■ **INFORMATION GIVEN**
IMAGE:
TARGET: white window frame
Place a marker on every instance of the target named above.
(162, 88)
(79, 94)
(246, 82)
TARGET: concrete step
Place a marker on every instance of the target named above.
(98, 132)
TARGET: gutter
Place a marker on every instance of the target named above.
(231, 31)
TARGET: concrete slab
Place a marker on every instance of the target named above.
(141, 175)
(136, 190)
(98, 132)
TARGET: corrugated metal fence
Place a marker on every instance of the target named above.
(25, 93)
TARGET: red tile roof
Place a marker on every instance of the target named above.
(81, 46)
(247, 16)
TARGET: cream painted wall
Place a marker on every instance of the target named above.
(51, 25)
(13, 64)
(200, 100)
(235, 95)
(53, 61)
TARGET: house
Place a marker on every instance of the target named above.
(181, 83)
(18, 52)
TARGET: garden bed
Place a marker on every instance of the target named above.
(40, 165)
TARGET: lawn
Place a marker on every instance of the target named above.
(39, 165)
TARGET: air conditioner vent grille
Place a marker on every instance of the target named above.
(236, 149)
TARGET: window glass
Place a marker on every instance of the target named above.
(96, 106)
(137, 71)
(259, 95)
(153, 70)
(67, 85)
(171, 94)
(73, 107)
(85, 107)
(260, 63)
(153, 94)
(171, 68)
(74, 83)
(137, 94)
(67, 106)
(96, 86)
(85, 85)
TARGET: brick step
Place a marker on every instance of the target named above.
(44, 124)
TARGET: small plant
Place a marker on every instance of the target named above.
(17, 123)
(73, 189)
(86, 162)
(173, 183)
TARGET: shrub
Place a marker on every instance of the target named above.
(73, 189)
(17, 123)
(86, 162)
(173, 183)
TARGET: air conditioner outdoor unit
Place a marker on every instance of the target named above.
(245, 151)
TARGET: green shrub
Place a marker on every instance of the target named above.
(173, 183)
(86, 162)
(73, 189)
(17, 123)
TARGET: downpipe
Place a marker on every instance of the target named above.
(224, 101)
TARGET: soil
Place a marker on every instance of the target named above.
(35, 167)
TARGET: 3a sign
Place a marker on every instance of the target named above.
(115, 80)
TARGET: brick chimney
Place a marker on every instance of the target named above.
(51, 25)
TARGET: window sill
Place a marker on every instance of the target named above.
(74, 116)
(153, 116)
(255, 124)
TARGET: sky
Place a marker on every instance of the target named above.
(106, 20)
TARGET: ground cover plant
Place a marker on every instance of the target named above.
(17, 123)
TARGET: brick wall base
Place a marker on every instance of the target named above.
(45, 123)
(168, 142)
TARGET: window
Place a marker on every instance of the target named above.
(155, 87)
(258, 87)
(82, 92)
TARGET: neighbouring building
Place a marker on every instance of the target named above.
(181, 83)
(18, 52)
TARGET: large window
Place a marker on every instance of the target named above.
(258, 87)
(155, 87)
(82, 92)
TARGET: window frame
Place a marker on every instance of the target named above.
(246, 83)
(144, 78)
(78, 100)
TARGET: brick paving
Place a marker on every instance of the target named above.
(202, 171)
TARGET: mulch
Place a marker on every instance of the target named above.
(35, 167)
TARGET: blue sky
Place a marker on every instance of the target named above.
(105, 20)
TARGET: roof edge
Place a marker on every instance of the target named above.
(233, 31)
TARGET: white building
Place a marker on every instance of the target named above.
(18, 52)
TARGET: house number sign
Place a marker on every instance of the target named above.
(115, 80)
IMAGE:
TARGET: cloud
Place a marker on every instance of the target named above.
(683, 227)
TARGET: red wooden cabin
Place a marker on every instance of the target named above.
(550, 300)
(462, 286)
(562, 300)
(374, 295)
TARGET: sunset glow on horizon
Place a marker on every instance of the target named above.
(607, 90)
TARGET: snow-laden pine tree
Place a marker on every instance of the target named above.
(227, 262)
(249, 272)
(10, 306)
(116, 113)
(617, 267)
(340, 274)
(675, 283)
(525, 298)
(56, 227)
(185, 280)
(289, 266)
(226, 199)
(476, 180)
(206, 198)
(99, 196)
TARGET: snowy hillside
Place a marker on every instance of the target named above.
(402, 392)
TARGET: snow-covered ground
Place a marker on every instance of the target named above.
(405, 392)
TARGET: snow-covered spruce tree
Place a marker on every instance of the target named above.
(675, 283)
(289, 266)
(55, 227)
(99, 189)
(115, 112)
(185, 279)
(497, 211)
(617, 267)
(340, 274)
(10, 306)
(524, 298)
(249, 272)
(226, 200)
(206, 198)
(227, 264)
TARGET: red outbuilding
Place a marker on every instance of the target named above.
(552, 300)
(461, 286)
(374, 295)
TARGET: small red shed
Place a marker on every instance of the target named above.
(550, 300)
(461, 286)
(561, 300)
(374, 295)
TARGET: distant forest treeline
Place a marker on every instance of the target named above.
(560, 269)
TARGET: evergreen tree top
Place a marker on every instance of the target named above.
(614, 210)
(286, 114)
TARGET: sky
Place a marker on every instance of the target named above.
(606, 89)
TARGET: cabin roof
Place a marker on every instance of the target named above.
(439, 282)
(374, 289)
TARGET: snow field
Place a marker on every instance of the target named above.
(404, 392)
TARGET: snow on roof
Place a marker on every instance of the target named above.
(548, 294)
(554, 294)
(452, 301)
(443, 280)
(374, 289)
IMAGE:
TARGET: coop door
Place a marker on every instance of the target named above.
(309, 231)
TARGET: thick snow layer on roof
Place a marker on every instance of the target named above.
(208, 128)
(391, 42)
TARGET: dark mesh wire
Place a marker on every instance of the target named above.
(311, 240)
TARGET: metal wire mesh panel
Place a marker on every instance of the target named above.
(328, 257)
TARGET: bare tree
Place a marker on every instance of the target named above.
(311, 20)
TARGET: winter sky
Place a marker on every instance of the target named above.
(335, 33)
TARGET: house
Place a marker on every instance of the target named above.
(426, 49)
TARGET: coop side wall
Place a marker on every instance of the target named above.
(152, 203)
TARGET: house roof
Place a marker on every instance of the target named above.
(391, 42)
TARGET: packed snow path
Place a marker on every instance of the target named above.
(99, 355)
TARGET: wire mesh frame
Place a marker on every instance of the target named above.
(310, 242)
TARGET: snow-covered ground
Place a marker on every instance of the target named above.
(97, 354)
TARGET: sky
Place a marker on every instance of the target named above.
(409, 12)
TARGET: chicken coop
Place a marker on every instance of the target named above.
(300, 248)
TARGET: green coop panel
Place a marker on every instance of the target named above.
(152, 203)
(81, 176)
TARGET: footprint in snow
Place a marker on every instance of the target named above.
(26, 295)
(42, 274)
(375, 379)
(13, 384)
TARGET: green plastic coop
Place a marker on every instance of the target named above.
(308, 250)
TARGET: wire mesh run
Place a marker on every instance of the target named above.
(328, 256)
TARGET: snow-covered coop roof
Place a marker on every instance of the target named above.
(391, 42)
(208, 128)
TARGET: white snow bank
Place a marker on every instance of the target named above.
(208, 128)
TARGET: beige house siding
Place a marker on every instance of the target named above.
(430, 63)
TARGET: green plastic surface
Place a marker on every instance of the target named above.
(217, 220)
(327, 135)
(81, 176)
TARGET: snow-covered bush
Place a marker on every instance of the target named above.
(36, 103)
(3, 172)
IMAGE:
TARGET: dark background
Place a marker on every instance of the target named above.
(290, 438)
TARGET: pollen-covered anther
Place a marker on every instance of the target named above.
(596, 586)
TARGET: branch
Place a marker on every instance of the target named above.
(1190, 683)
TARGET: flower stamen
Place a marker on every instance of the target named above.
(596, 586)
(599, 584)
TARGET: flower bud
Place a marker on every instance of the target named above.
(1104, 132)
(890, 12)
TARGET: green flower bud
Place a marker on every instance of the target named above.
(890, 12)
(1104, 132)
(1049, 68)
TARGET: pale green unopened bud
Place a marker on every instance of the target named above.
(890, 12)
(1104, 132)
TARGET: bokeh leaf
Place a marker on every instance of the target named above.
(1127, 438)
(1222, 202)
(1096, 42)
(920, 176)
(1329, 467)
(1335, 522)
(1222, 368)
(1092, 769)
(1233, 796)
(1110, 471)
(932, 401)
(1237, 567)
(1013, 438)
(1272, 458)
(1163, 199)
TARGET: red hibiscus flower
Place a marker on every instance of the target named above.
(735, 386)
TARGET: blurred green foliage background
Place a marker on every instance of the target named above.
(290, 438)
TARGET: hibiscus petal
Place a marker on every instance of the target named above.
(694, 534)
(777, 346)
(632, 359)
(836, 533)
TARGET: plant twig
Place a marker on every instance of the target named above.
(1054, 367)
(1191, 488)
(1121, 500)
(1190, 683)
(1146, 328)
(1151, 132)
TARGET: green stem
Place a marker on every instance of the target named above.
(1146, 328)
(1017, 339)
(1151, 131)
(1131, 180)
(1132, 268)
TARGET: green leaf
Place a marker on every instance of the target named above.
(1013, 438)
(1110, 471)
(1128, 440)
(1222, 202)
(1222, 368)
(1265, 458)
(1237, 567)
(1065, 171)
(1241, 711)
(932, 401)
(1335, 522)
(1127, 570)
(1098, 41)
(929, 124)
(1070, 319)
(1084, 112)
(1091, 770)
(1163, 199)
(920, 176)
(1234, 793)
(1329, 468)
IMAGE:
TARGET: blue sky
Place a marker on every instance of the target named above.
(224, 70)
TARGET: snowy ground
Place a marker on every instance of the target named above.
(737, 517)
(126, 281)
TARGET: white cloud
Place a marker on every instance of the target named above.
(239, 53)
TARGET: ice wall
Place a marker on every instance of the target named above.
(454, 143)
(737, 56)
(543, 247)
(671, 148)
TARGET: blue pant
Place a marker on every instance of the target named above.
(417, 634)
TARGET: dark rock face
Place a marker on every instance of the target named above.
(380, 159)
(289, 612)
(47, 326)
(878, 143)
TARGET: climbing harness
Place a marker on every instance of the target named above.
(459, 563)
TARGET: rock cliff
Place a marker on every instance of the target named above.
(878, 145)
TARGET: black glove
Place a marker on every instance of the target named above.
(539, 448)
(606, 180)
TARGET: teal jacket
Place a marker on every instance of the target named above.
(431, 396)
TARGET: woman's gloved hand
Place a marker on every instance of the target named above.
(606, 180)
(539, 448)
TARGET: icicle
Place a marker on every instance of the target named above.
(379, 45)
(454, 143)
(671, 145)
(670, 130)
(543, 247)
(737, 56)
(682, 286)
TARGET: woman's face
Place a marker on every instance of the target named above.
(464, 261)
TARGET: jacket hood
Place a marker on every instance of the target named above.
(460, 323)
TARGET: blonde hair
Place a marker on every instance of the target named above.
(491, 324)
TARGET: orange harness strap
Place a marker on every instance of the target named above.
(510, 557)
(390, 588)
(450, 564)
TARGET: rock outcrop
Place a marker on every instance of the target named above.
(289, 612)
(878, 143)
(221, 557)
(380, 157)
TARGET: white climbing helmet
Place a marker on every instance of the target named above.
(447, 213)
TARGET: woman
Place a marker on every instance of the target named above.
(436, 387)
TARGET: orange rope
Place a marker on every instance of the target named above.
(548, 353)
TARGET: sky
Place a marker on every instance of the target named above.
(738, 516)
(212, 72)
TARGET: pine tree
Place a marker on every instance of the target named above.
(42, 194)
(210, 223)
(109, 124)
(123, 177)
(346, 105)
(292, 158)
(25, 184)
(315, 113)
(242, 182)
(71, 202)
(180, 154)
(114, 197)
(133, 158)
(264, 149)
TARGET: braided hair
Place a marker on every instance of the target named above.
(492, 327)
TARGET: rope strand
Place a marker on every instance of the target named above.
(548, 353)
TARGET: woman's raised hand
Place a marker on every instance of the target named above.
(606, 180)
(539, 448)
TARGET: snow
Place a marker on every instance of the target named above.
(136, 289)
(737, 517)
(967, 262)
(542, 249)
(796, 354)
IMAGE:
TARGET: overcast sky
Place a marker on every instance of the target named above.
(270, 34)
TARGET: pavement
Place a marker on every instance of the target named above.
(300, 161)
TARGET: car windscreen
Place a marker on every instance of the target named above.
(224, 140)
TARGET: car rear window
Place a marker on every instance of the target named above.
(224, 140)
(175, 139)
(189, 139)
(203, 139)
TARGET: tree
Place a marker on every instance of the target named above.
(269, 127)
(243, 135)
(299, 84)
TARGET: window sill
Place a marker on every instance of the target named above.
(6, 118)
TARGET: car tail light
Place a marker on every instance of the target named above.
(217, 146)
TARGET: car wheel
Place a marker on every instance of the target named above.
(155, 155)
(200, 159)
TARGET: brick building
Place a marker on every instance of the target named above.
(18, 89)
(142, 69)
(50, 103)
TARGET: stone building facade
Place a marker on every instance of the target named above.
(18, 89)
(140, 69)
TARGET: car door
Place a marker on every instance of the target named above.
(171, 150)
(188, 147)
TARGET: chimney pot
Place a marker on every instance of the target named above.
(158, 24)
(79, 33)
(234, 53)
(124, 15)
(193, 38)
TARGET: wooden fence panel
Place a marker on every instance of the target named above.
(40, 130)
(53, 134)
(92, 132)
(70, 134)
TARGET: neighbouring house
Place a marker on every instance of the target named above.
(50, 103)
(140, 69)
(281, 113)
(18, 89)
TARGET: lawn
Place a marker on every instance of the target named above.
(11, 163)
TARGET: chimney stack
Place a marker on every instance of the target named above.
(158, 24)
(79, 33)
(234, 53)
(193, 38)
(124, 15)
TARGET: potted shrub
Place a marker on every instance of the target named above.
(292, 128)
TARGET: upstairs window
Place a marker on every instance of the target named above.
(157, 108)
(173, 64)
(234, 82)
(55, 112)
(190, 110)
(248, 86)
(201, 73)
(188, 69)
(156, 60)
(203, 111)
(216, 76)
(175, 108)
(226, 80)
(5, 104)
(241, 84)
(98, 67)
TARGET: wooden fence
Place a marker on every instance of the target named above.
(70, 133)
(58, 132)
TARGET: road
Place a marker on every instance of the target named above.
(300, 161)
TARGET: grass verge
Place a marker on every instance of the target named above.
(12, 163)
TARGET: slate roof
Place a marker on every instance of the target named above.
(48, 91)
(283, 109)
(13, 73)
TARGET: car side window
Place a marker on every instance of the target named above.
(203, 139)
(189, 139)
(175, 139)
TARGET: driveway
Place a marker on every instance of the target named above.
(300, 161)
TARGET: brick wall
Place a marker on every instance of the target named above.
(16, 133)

■ **BRIEF**
Please return exactly the lines from the first line of the material through the one with "TARGET: cream painted wall", and no lines after it.

■ **TASK SOLUTION**
IMAGE:
TARGET: white window frame
Place a marker on every instance of the target named above.
(162, 88)
(79, 94)
(246, 82)
TARGET: concrete step
Place a marker on every instance of the target named above.
(98, 132)
TARGET: gutter
Place a marker on every instance of the target named above.
(231, 31)
TARGET: concrete slab
Place a marker on every instance of the target named above.
(141, 175)
(136, 190)
(98, 132)
TARGET: corrugated metal fence
Place a marker on every instance of the target named above.
(25, 93)
TARGET: red tile roof
Place a marker on every instance of the target named above.
(81, 46)
(247, 16)
TARGET: cream painted wall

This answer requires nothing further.